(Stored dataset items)
· · · · · · ·
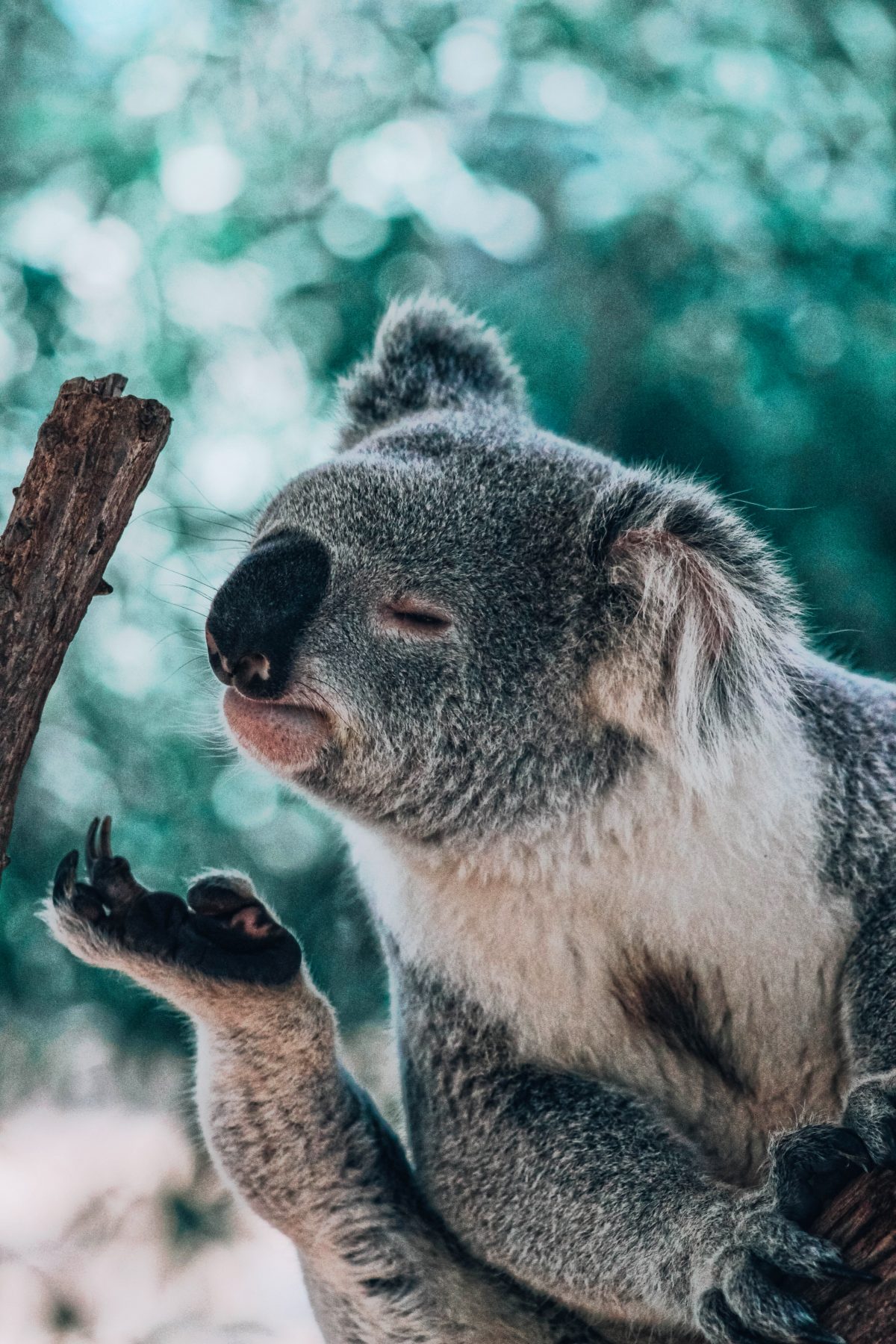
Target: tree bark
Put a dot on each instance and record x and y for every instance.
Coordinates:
(862, 1222)
(96, 452)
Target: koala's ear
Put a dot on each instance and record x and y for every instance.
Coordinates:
(697, 624)
(428, 355)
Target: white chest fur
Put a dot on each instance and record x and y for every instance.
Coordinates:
(724, 886)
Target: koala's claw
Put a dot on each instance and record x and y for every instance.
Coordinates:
(810, 1166)
(871, 1112)
(721, 1323)
(222, 930)
(746, 1298)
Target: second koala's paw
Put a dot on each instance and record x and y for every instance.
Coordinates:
(222, 930)
(810, 1166)
(871, 1110)
(744, 1297)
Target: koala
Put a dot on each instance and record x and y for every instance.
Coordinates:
(629, 844)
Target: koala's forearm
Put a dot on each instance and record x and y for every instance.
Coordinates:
(311, 1155)
(574, 1189)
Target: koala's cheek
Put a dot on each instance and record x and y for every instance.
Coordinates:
(282, 735)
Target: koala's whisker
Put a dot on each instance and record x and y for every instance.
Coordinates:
(178, 574)
(214, 508)
(314, 690)
(195, 537)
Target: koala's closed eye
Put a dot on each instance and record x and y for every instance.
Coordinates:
(415, 617)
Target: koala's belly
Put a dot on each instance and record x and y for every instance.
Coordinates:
(714, 992)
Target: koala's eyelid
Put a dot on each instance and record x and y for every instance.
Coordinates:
(272, 537)
(415, 615)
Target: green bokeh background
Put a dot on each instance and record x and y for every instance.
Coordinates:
(680, 213)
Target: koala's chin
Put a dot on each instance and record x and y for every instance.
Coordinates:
(285, 737)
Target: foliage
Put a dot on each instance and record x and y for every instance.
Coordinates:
(680, 211)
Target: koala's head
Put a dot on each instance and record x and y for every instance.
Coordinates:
(465, 625)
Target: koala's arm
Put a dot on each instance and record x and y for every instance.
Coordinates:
(287, 1125)
(581, 1191)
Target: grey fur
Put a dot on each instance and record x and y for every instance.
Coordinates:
(629, 843)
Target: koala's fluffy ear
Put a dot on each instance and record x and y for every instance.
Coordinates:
(428, 355)
(696, 620)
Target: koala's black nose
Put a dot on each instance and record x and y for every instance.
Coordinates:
(260, 615)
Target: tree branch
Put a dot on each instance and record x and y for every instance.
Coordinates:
(862, 1222)
(96, 452)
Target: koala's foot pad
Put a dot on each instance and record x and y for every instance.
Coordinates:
(222, 930)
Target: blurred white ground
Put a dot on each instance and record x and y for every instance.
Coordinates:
(113, 1231)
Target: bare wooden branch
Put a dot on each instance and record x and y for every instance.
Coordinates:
(862, 1222)
(96, 452)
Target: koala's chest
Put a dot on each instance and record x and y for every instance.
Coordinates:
(706, 977)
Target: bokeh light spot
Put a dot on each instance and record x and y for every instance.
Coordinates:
(199, 179)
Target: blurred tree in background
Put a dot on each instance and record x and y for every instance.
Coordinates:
(680, 211)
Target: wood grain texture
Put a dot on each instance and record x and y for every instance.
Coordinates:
(94, 455)
(862, 1222)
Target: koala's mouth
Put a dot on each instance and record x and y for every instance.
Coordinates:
(277, 732)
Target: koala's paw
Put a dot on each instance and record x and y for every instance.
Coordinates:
(810, 1166)
(871, 1112)
(743, 1297)
(222, 932)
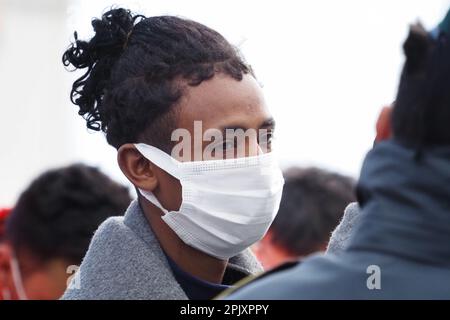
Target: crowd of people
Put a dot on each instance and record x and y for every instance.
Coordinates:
(218, 218)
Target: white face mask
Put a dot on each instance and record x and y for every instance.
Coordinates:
(17, 279)
(227, 206)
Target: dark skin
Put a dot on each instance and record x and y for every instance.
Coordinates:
(42, 279)
(220, 103)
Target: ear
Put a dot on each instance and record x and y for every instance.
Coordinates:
(384, 131)
(139, 170)
(7, 290)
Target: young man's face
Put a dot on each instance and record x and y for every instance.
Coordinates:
(220, 103)
(40, 280)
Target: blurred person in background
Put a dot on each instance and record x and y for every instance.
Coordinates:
(312, 205)
(3, 215)
(187, 236)
(397, 244)
(50, 228)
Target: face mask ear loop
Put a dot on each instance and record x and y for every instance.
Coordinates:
(160, 159)
(163, 161)
(17, 278)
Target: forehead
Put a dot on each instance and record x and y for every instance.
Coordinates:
(222, 102)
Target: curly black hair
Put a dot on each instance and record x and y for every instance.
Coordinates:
(312, 205)
(136, 68)
(56, 216)
(421, 115)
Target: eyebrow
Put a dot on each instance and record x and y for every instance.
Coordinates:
(267, 124)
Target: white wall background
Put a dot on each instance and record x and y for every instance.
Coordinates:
(327, 68)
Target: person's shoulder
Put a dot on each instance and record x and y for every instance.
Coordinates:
(121, 264)
(340, 237)
(312, 278)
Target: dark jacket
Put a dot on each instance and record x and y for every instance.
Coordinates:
(402, 237)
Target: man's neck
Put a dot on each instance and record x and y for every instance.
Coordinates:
(190, 260)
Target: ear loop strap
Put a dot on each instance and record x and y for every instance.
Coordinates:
(163, 161)
(160, 159)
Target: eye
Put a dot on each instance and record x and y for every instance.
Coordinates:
(265, 141)
(229, 145)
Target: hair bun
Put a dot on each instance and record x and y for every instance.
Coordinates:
(417, 48)
(98, 55)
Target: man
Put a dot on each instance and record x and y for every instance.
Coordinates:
(398, 248)
(49, 230)
(312, 205)
(202, 201)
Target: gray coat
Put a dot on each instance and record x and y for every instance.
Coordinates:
(125, 261)
(396, 247)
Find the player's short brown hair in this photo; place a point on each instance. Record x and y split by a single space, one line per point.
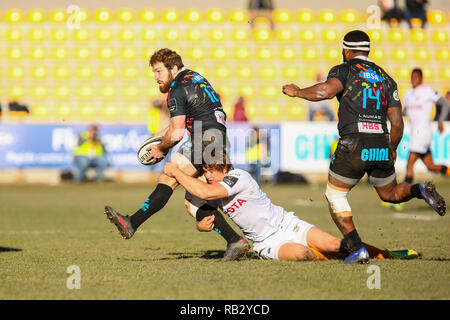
168 57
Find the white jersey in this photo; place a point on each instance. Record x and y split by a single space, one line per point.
418 103
249 207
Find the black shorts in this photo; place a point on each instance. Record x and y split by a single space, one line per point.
357 154
199 147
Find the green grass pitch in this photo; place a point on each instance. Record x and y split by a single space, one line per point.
46 229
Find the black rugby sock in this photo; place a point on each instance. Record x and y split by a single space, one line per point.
155 202
220 224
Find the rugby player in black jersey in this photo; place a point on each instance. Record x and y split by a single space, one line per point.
367 97
193 105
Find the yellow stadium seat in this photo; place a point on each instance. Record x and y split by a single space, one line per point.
196 53
241 53
103 15
147 15
422 54
14 34
16 72
81 34
240 34
330 35
125 15
219 53
327 16
126 34
105 53
59 35
61 72
37 53
443 54
262 34
440 36
310 54
13 15
267 72
377 54
149 34
239 15
36 15
107 72
396 35
307 35
265 53
58 15
170 15
399 54
418 35
245 72
104 34
130 72
282 16
84 72
39 72
287 53
39 92
217 34
436 17
305 16
350 16
285 34
171 34
290 72
215 15
15 53
192 15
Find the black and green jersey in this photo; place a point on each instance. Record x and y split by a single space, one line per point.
190 94
368 92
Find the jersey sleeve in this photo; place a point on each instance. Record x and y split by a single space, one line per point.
394 97
234 183
177 102
339 72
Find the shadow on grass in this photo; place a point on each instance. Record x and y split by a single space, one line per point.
6 249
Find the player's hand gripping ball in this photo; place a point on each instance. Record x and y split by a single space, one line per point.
143 154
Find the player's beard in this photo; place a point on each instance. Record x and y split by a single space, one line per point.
165 87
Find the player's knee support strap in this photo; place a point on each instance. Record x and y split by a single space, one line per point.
338 201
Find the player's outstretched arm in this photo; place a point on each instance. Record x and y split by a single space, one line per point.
318 92
195 186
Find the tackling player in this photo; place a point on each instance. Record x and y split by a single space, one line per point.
193 105
367 97
276 233
418 102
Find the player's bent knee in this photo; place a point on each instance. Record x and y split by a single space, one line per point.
337 201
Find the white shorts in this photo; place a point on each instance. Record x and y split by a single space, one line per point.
291 230
420 141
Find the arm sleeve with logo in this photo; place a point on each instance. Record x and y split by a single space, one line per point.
339 72
177 102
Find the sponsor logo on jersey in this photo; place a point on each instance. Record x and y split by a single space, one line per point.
370 76
375 154
370 127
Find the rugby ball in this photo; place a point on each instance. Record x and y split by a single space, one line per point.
143 154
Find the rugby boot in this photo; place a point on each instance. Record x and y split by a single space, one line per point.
122 223
236 250
432 197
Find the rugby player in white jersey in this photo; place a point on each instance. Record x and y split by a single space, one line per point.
418 102
275 233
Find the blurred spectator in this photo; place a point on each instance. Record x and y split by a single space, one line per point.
416 9
239 114
320 110
90 153
260 8
392 14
· · · · · · ·
## [Brief]
Please copy every line in the entries where "loop" appears.

## [Result]
Target: face mask ear loop
Target: ear loop strap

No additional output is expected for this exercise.